• PASSAGE PROVIDED
::::::::

March 21, 2017

TRAVELING JACK

By Jack Dura
Farmer Staff Writer

A schoolbus eased to a stop along the side of the street on Hackberry Drive South in Fargo.
A few dozen track and field athletes jumped out, myself among them, and we hit the ground running.
It was time to fight a flood.
Picture it: March 2009, Fargo, N.D. Snow is melting, rain is falling, rivers are rising. Teenagers, college students, adults young and old were turning out to battle what would go down as a hugely historic flood.
For myself and the track team, we tossed sandbags in lines for a few hours on that south Fargo street before heading home with our coaches’ blessing.
Hours before, most of us had been sandbagging somewhere else, opting for flood fighting instead of class,  a choice our teachers gave us.
And for the athletes, we got back before the final bell, only to go to head out again in place of practice.
Let’s do this.  
Most of the Fargo North Spartans were either filling sandbags or tossing them down lines of people stretching from pallets on the street to burly men laying them in a dike.
Fargo’s news became devoted solely to flood coverage. When we weren’t sandbagging, we were watching the morning flood commission meetings or “Dancing With the Stars” at night.
My mother was sick in bed with pneumonia. Her job was to pray for everyone.
We brought everything in our basement to the ground floor except the gun safe. Mounted ungulates sat in our living room and hung in the kitchen. Chairs were everywhere.
Dad brought his canned goods and sealed food items to the garage, as frisky as a prairie dog in fresh dirt at the thought of actually using his apocalyptic supply.

::::::::

• EXERCISE TASKS
1. In the Traveling Jack column, what illness kept the writer's mother in bed?
2. List the natural conditions that the Traveling Jack column describes in Fargo in March 2009.

::::::::

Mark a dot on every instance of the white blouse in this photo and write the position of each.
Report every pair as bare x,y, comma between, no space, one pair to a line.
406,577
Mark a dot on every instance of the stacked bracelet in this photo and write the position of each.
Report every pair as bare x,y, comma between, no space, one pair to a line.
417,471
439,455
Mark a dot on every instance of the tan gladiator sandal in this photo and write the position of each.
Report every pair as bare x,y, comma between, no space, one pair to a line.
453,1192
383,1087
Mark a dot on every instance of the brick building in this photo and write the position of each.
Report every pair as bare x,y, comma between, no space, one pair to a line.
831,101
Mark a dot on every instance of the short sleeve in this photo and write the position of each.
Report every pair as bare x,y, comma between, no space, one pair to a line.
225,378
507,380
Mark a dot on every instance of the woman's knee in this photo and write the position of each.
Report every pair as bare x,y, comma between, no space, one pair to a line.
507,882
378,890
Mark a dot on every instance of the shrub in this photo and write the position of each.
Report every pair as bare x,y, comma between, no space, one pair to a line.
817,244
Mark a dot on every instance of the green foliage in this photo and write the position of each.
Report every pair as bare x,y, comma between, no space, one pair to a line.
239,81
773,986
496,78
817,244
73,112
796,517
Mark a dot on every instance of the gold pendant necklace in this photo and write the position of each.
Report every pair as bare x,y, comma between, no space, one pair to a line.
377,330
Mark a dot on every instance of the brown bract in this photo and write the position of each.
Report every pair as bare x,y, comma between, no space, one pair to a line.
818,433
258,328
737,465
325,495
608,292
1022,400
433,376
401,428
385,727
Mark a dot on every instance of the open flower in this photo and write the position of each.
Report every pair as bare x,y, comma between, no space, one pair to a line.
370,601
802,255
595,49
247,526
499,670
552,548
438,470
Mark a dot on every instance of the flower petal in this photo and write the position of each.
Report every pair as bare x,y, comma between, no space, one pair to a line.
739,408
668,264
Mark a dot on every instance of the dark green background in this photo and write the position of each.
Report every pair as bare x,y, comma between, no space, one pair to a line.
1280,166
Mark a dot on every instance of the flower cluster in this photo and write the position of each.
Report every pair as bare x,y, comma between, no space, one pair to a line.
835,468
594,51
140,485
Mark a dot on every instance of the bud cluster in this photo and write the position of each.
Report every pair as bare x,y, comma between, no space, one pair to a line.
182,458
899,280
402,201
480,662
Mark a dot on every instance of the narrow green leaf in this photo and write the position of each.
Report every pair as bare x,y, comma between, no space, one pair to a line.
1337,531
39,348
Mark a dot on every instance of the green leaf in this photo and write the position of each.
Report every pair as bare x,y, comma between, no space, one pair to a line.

::::::::

• TASK-BY-TASK ANSWERS
1. Pneumonia.

2. Snow was melting, rain was falling, and rivers were rising.